• _Required actions_
1. In the blog excerpt about back pain, what book was the writer reading during the overnight call?
2. Could you rewrite the paragraph beginning "As always, I was ripped from my slumbers" in the blog excerpt about back pain more briefly, keeping its main facts?
3. Will you carry on the blog excerpt about back pain from the point where it stops?
*** Opening of Provided passage ***
Apart from those minor injuries / ailments, I can only report the usual catalogue of childhood maladies such as german measles, chicken-pox, mumps and dontwannagotoschoolitis.

However, over the past three years or so I have been somewhat unfortunate to have acquired a dodgy back.
It's the same back that I grew up with and fully trusted throughout my formative and early adult years, but it seems now to have developed an attitude problem.

I say 'attitude problem' purely because it complains now constantly about everything I do.

I walk the dogs ... back ache!
I mow he lawn ... back ache!
I do the shopping ... back ache!

I have always been aware that in my later years that things would probably become more difficult for me and that simple things such as tying my shoelaces could end up as a chore for someone else and not for me, but I am only 51 years old and it's already beginning!

Yesterday I was on an overnight call.  I had to spend the night with a client as he requires 24 hour support.
All was well when he went to bed at a little after 10 pm so I made sure everything was locked up or switched off then I settled myself down to a packet of crisps (cheese & onion if you are interested) and my book (Thud! by T. Pratchett).  At about 11.15 pm, as I had to be up early, I decided to call it a night and went to bed.

As always, I was ripped from my slumbers at 05.10 am when my client turned on his radio and began singing along with the hit's of yesteryear.  Instead of swinging into action (putting a pillow over my head), I screamed in agony as pain shot up my back.  Ok, so I didn't actually scream!  I'm no wimp and can handle pain ... just ask my dentist how much he saves on Novocain ... but I did make a squeaky sort of 'eark' sound and that isn't wimpy, is it?
*** Close of Provided passage ***
*** Opening of The data ***
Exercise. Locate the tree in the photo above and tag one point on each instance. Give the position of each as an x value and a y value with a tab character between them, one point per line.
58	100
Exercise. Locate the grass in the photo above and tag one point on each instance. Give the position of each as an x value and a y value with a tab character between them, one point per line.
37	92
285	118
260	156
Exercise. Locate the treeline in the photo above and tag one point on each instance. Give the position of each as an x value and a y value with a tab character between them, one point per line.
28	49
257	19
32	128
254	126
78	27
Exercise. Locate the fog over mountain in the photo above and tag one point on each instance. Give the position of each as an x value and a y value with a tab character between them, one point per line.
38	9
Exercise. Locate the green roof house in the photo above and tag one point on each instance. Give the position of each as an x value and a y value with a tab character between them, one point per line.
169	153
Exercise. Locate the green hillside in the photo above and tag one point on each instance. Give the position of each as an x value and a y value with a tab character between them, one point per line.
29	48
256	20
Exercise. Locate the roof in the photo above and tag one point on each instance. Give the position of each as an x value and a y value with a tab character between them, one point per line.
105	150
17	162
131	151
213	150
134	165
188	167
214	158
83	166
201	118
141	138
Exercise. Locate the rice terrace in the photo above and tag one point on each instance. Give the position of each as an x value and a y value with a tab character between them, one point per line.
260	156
*** Close of The data ***
• _Answers given_
1. Thud! by T. Pratchett.

2. At 05.10 am the writer was woken, as always, by the client switching on his radio and singing along to old hits. Instead of putting a pillow over their head, the writer felt pain shoot up their back. They didn't actually scream, having a high tolerance for pain (their dentist saves on Novocain), but they did let out a squeaky "eark."

3.
Anyway, the upshot is that during the night (God knows what I'd been doing) I put my back out as I slept!
I had to roll carefully out of bed and slowly raise myself to my feet with a very straight back. Getting dressed took me nearly half an hour and brought me out in a cold sweat. Luckily my relief came in early and I very gingerly took myself off home, where I now ponder the agonies that lie ahead.
As I type this, I am still in pain but awaiting some modicum of relief from the pain killers I washed down with my coffee only moments ago.

This is not the first time that my back has, if you'll pardon the phrase, stabbed me in the back!  Once, I picked up an empty shoe box and my back inexplicably locked, leaving me bent double for almost an hour (it's quite a shameful position to be stuck in, I can assure you).  Another time, after a round of golf, I was sitting at the bar in the clubhouse and as I turned to face someone there was an audible 'click' and I was stuck for several minutes, much to everyone's amusement, in a half turn.

There have been countless other incidents over that past three or so years, some more painful and debilitating than others.  If I were to detail all of them I would be typing for a very long time (that is if I could even remember them all).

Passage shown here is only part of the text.